* _PROBLEM REQUIREMENTS_
Exactly the lines from the line containing "the green window" through the final line of the entries below must be returned, and only those, without pictures.

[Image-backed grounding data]
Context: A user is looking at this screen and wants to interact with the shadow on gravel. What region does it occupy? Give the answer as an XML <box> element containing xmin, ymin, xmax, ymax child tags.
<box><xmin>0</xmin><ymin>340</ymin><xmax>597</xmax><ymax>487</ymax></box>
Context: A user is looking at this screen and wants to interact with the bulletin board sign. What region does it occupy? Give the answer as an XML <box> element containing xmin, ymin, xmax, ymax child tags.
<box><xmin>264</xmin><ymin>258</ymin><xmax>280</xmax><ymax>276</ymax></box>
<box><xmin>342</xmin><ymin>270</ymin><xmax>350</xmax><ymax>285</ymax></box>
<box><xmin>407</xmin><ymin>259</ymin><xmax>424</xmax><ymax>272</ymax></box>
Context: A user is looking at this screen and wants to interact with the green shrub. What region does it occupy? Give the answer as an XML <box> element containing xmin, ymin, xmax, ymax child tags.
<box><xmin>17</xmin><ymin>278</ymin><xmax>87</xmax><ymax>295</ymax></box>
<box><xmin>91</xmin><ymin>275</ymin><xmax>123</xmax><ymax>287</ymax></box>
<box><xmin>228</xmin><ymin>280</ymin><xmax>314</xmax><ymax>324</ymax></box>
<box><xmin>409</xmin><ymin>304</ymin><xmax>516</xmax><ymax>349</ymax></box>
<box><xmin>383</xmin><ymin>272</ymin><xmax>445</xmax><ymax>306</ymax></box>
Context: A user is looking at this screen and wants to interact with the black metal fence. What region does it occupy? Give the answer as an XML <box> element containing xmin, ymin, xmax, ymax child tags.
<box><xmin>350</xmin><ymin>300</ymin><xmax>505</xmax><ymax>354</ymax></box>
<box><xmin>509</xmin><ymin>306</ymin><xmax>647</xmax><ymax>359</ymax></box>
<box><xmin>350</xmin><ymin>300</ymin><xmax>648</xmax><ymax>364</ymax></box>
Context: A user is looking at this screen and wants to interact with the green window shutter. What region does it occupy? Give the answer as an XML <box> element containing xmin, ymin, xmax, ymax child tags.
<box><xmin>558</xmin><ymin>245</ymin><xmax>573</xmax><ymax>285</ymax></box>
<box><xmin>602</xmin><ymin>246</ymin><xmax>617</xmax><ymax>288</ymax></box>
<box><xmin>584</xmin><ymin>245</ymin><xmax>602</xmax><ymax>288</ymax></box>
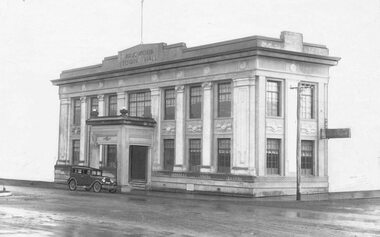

* _RESULT BELOW_
Context: A user is looking at this screen and wants to interact with the green window shutter. What region does it occupy? Give the answer as an XML <box> element containing xmin, ymin, xmax, ymax child tags.
<box><xmin>558</xmin><ymin>245</ymin><xmax>573</xmax><ymax>285</ymax></box>
<box><xmin>602</xmin><ymin>246</ymin><xmax>617</xmax><ymax>288</ymax></box>
<box><xmin>584</xmin><ymin>245</ymin><xmax>602</xmax><ymax>288</ymax></box>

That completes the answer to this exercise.